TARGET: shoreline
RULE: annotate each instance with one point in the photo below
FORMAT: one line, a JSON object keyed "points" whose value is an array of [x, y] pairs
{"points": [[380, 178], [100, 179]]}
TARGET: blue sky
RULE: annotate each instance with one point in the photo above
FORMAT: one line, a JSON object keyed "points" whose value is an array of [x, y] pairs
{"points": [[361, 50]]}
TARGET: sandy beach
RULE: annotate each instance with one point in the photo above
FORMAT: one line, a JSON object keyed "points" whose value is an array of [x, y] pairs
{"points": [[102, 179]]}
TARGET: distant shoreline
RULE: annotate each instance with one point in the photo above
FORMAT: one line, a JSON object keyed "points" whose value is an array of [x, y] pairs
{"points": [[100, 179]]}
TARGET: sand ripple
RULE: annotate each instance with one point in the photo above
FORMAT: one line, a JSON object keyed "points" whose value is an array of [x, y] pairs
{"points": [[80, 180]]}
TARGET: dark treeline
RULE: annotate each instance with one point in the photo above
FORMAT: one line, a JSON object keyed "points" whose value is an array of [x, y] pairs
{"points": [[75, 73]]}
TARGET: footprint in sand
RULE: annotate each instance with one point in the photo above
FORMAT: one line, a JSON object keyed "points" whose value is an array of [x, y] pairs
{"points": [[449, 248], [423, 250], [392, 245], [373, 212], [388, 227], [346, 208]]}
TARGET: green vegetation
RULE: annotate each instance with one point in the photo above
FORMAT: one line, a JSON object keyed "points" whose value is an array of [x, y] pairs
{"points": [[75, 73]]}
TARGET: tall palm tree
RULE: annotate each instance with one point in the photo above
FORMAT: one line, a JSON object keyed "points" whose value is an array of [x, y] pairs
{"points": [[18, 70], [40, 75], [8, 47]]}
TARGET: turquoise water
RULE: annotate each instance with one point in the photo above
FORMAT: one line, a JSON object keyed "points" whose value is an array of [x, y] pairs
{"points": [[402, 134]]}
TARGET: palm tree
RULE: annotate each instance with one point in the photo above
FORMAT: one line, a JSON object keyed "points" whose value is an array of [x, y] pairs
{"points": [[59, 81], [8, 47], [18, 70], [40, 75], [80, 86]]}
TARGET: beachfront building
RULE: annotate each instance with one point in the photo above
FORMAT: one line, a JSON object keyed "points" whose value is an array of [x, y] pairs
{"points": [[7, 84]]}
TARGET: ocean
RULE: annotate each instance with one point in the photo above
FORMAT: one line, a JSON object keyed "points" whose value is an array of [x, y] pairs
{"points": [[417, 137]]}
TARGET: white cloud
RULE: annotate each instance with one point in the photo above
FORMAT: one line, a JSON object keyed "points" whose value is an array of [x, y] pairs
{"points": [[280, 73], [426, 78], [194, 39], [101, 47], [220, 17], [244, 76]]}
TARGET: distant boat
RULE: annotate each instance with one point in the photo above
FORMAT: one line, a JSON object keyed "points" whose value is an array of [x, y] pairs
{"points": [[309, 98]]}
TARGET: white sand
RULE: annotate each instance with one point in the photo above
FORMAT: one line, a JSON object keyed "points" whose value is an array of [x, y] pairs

- Your instructions -
Please return the full listing exactly as it appears.

- Solution -
TARGET: shoreline
RULE: annotate each instance with one point in the photo below
FORMAT: one line, a JSON object keyed "points" whose value is an array of [x, y] pairs
{"points": [[380, 178], [100, 179]]}
TARGET: blue sky
RULE: annotate each instance with one point in the photo above
FORMAT: one line, a JSON object keyed "points" whose value is an array of [x, y] pairs
{"points": [[361, 50]]}
TARGET: sandy beach
RULE: annotate each instance with one point in the photo above
FORMAT: one line, a JSON object keyed "points" whose value is an array of [x, y] pairs
{"points": [[102, 179]]}
TARGET: distant shoreline
RULE: annotate each instance with one point in the photo above
FORMAT: one line, a JSON object keyed "points" whose value is an array of [x, y] pairs
{"points": [[100, 179]]}
TARGET: sand ripple
RULE: annotate each instance with one point in the photo above
FORMAT: one line, a JSON object keyed "points" whose value is an array of [x, y] pairs
{"points": [[80, 180]]}
TARGET: dark treeline
RULE: annotate each instance with one point in the photo above
FORMAT: one line, a JSON object keyed "points" whose value is an array of [x, y] pairs
{"points": [[75, 73]]}
TARGET: footprint in sand
RULE: annotate each instance with one point in the photo above
FORMAT: one line, a JSON object keyed "points" whose value is an array of [x, y] pairs
{"points": [[449, 248], [423, 250], [392, 245], [373, 212], [388, 227], [346, 208]]}
TARGET: green vegetation
RULE: annotate each instance with one point in the photo above
FORMAT: one line, a JSON object keyed "points" whose value is an array of [x, y] pairs
{"points": [[75, 73]]}
TARGET: tall palm tree
RULE: annotate each instance with one point in the photo above
FORMAT: one line, a JSON object keyed "points" whose value is an array of [x, y] pairs
{"points": [[18, 70], [40, 75], [8, 47]]}
TARGET: turquoise water
RULE: annotate each instance with one point in the photo above
FORMAT: one line, a JSON object keyed "points" whose value is an array of [x, y] pairs
{"points": [[402, 134]]}
TARGET: palm tree
RULE: annotate each instance with one point in the photo above
FORMAT: one line, a JSON object keyed "points" whose value is an array of [x, y] pairs
{"points": [[59, 81], [8, 47], [18, 70], [40, 75], [80, 86]]}
TARGET: beachfront building
RULE: annotate each instance with one point in the photo above
FORMAT: one line, a JSON object keyed "points" whose value is an array of [x, y] pairs
{"points": [[7, 84]]}
TARGET: ocean
RULE: annotate each instance with one point in the photo above
FORMAT: one line, a JSON object keyed "points" whose value is an array of [x, y] pairs
{"points": [[417, 137]]}
TARGET: white cloud
RULE: annotate each instance with one point in the photo above
FORMAT: one line, a JSON object keyed "points" whose value is an array of [x, y] pairs
{"points": [[280, 73], [426, 78], [194, 39], [101, 47], [220, 17], [244, 76]]}
TARGET: distant boat
RULE: annotate each instance with one point in the photo above
FORMAT: one line, a JSON object keyed "points" whose value is an array of [x, y] pairs
{"points": [[309, 98]]}
TARGET: white sand
RULE: annotate each instance with one point in the photo above
FORMAT: one line, a JSON object keyed "points" whose value is an array of [x, y] pairs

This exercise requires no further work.